**Dataset extract:**
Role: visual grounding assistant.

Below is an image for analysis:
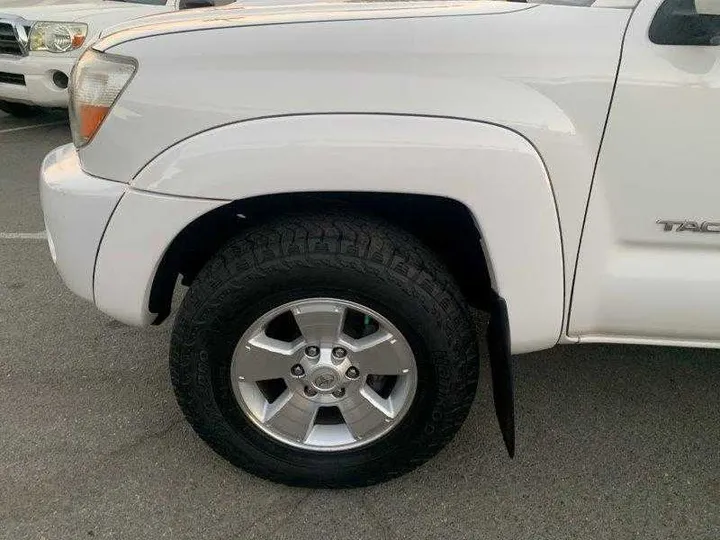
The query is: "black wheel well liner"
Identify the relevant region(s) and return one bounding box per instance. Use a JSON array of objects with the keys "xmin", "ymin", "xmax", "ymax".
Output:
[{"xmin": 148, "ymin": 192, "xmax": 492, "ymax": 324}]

==

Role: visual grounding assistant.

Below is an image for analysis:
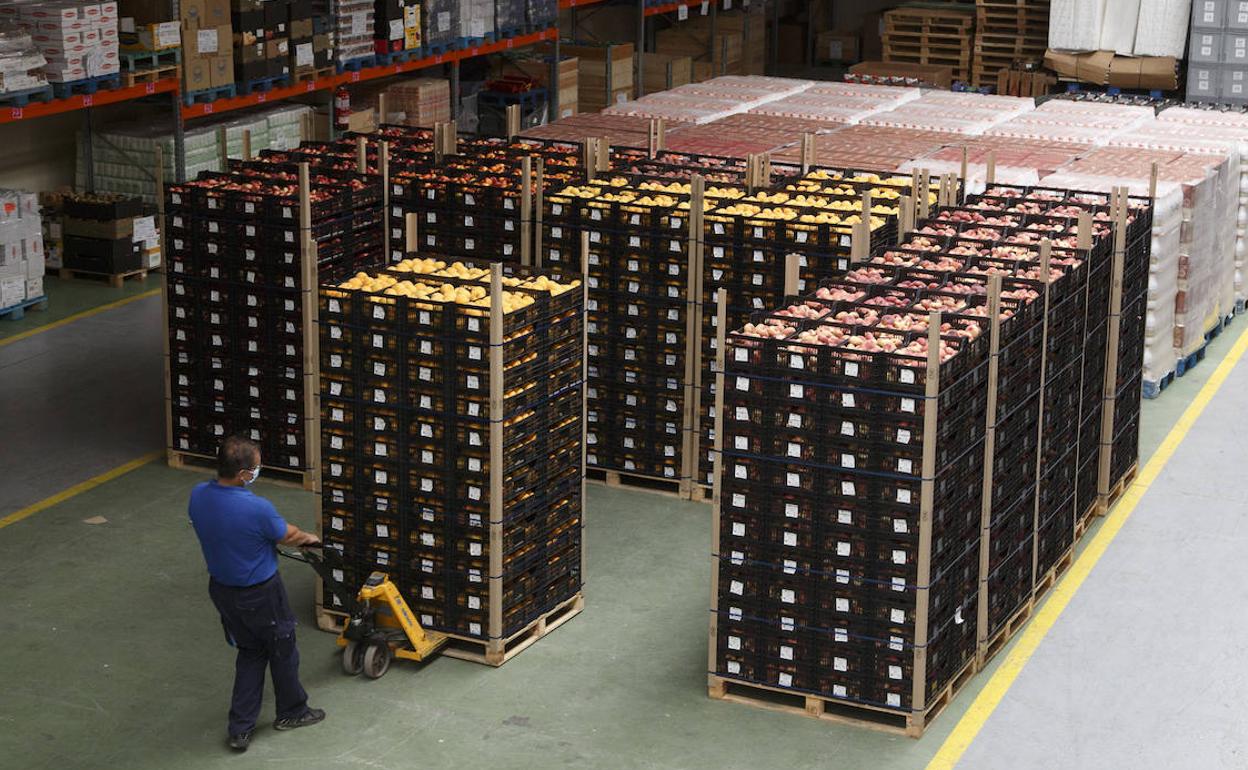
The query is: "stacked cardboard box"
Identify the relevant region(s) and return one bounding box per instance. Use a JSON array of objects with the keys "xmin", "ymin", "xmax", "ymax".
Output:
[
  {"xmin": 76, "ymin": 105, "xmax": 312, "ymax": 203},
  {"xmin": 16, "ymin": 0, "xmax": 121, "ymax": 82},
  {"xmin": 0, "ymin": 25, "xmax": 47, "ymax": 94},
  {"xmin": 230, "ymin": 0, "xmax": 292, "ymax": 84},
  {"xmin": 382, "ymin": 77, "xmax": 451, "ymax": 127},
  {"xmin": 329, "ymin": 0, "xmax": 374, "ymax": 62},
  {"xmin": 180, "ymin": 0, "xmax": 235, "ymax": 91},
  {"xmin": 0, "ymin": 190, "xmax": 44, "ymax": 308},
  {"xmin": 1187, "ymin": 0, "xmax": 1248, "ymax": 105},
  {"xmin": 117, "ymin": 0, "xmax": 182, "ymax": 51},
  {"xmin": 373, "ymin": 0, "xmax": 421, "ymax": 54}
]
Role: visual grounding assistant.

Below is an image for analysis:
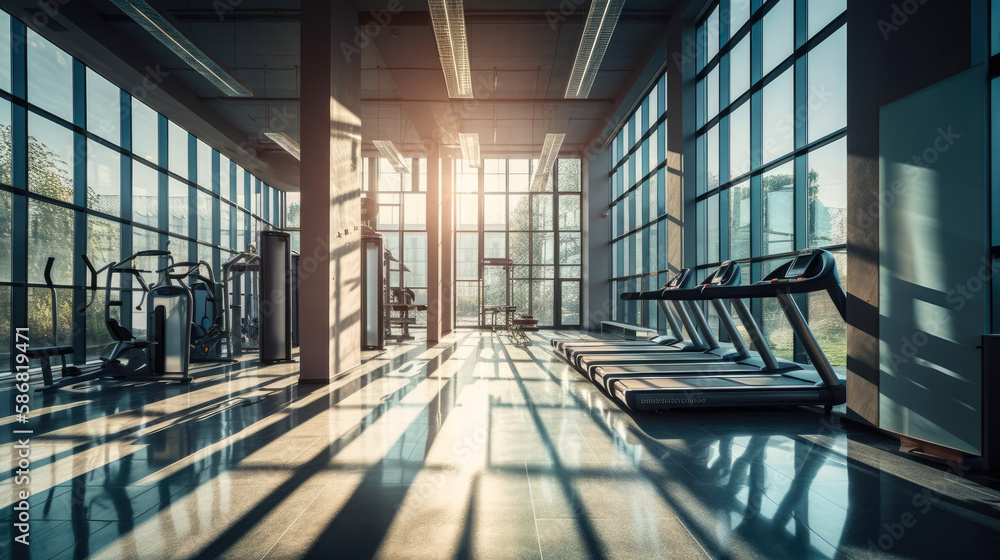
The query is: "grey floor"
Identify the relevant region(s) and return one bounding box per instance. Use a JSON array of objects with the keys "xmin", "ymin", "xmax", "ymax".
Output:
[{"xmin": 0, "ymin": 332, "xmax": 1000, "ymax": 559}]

**Task instructions:**
Locate every line in the data above that contains the word "query" and copy each of those lines. Case counts.

**Task response:**
The query is: "black wheel well liner"
The query is: "stacked cardboard box"
The query is: "grey floor"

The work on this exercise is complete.